▸ **What you need to do**:
Make an exact copy of the records, with the images left out.
Data for this task Block Start
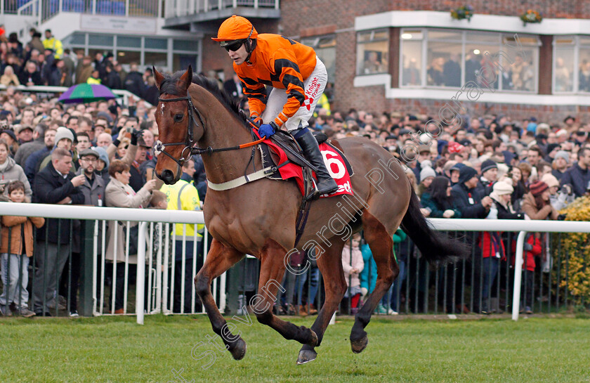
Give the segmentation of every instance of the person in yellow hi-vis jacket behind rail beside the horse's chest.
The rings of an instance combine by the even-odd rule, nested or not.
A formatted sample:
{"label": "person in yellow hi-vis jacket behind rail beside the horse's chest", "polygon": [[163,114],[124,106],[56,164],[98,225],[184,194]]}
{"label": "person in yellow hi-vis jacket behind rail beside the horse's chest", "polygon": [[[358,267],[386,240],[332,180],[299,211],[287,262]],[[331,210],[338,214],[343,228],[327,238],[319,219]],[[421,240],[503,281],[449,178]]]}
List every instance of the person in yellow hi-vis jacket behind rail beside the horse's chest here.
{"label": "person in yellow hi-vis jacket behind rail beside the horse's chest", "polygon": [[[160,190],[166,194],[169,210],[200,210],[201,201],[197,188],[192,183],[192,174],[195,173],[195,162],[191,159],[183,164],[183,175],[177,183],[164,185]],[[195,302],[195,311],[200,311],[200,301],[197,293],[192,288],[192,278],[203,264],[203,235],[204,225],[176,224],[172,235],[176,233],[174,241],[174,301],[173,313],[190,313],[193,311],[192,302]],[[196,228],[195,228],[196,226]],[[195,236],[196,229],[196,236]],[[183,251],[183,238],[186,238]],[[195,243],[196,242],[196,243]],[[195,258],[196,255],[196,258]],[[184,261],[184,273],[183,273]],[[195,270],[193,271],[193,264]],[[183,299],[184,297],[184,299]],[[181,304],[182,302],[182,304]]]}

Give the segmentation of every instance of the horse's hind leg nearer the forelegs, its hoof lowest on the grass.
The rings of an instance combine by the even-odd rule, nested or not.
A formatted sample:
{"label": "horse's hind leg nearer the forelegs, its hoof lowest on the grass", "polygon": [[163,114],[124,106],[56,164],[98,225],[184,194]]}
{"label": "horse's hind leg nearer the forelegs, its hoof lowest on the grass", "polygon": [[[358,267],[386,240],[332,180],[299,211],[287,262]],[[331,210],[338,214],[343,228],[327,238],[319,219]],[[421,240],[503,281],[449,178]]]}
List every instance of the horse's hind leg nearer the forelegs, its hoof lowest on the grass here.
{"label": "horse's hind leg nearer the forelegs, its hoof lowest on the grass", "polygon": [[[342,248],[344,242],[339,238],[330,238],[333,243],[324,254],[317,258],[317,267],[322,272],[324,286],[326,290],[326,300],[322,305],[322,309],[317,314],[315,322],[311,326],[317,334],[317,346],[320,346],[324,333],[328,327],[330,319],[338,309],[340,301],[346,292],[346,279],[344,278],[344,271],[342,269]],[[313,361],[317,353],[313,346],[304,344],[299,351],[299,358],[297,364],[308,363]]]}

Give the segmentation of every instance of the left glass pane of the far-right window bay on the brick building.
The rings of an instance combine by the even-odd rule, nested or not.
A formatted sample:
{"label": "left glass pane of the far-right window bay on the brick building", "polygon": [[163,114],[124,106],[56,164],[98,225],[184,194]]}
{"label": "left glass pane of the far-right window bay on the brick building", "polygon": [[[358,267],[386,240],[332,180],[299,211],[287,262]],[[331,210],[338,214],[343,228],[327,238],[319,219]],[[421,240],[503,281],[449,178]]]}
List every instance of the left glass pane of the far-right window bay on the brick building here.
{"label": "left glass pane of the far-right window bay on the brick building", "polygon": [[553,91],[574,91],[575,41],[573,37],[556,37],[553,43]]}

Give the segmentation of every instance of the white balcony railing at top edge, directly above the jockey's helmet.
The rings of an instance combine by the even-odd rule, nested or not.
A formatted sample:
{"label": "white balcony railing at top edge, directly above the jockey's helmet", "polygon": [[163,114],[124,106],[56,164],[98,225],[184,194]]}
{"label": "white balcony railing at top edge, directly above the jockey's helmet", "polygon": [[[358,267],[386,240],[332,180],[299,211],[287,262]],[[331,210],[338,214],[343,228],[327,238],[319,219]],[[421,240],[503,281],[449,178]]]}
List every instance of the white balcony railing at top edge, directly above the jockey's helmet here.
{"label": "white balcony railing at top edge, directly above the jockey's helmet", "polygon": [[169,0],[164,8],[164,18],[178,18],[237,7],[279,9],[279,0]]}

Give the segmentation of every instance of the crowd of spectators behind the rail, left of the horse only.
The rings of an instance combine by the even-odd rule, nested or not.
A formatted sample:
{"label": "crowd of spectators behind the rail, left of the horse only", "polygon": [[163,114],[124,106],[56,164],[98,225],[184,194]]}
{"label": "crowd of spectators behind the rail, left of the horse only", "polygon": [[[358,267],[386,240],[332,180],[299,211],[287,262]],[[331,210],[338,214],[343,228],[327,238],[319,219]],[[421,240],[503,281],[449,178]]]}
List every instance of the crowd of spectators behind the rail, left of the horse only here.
Data for this task Block End
▸ **Answer to the exercise**:
Give the segmentation of every instance of the person in yellow hi-vis jacket behind rail beside the horse's chest.
The rings of an instance combine by the even-odd rule, nested or not.
A formatted sample:
{"label": "person in yellow hi-vis jacket behind rail beside the horse's chest", "polygon": [[163,114],[124,106],[56,164],[98,225],[184,194]]}
{"label": "person in yellow hi-vis jacket behind rail beside the horse's chest", "polygon": [[[358,267],[386,240],[332,180],[299,211],[287,262]],[[331,210],[338,214],[343,228],[327,238],[319,219]],[[421,240],[503,281],[449,178]]]}
List every instance of the person in yellow hi-vis jacket behind rail beside the horse's chest here.
{"label": "person in yellow hi-vis jacket behind rail beside the horse's chest", "polygon": [[[160,190],[166,194],[169,210],[200,210],[201,201],[197,188],[192,183],[192,174],[195,173],[195,162],[191,159],[183,164],[183,175],[177,183],[164,185]],[[195,302],[195,311],[200,311],[200,301],[197,293],[192,288],[192,278],[203,264],[203,235],[204,225],[176,224],[172,235],[176,233],[174,241],[174,301],[173,313],[190,313],[193,311],[192,302]],[[196,228],[195,228],[196,226]],[[195,236],[196,229],[196,236]],[[183,251],[183,238],[186,238]],[[195,243],[196,242],[196,243]],[[195,258],[196,255],[196,258]],[[184,261],[184,273],[183,273]],[[195,270],[193,271],[193,264]],[[183,299],[184,297],[184,299]],[[181,304],[182,302],[182,304]]]}

Give the segmentation of every instance of the horse's hind leg nearer the forelegs, its hoof lowest on the grass.
The rings of an instance combine by the even-odd rule, nested or not.
A formatted sample:
{"label": "horse's hind leg nearer the forelegs, its hoof lowest on the grass", "polygon": [[163,114],[124,106],[56,164],[98,225],[184,194]]}
{"label": "horse's hind leg nearer the forelegs, its hoof lowest on the grass", "polygon": [[[358,267],[386,240],[332,180],[299,211],[287,262]],[[331,210],[338,214],[343,228],[327,238],[319,219]],[[421,240],[503,281],[449,178]]]}
List every instance of the horse's hind leg nearer the forelegs, its hoof lowest on the grass here.
{"label": "horse's hind leg nearer the forelegs, its hoof lowest on the grass", "polygon": [[[342,248],[344,242],[339,238],[330,238],[333,243],[324,254],[317,258],[317,267],[322,272],[324,286],[326,290],[326,300],[322,305],[322,309],[317,314],[315,322],[311,326],[317,334],[317,346],[320,346],[324,333],[328,327],[330,319],[338,309],[340,301],[346,292],[346,279],[344,278],[344,271],[342,269]],[[313,361],[317,353],[313,346],[304,344],[299,351],[299,358],[297,364],[308,363]]]}

Give the segmentation of every instance of the left glass pane of the far-right window bay on the brick building.
The rings of an instance combine by the even-odd rule, nested or not.
A formatted sample:
{"label": "left glass pane of the far-right window bay on the brick building", "polygon": [[163,114],[124,106],[56,164],[98,225],[184,194]]}
{"label": "left glass pane of the far-right window bay on the brick building", "polygon": [[[358,267],[386,240],[332,180],[299,211],[287,262]],[[331,210],[338,214],[343,228],[327,238],[319,219]],[[421,240],[503,281],[449,178]]]}
List every instance of the left glass pane of the far-right window bay on the brick building here.
{"label": "left glass pane of the far-right window bay on the brick building", "polygon": [[553,91],[574,91],[575,41],[573,37],[556,37],[553,43]]}

Give the segmentation of every instance of the white balcony railing at top edge, directly above the jockey's helmet.
The rings of an instance combine by the even-odd rule, nested or not.
A formatted sample:
{"label": "white balcony railing at top edge, directly above the jockey's helmet", "polygon": [[163,114],[124,106],[56,164],[98,225],[184,194]]}
{"label": "white balcony railing at top edge, directly above the jockey's helmet", "polygon": [[[358,267],[386,240],[332,180],[299,211],[287,262]],[[331,210],[338,214],[343,228],[327,238],[319,219]],[[421,240],[503,281],[449,178]]]}
List every instance of the white balcony railing at top edge, directly above the jockey's helmet here.
{"label": "white balcony railing at top edge, directly above the jockey's helmet", "polygon": [[169,0],[164,8],[164,18],[178,18],[237,7],[279,9],[279,0]]}

Give the segmentation of every instance of the crowd of spectators behind the rail, left of the horse only.
The rings of an instance combine by the even-odd rule, nested or not.
A formatted sample:
{"label": "crowd of spectators behind the rail, left of the horse only", "polygon": [[163,114],[124,106],[56,164],[98,225],[184,194]]}
{"label": "crowd of spectators behind the rail, left of the horse only", "polygon": [[[358,267],[386,240],[332,180],[299,211],[287,262]],[[331,210],[338,214],[343,228],[327,238],[319,219]],[[421,240],[503,281],[449,178]]]}
List every instance of the crowd of spectators behind the rail, left of the horse only here.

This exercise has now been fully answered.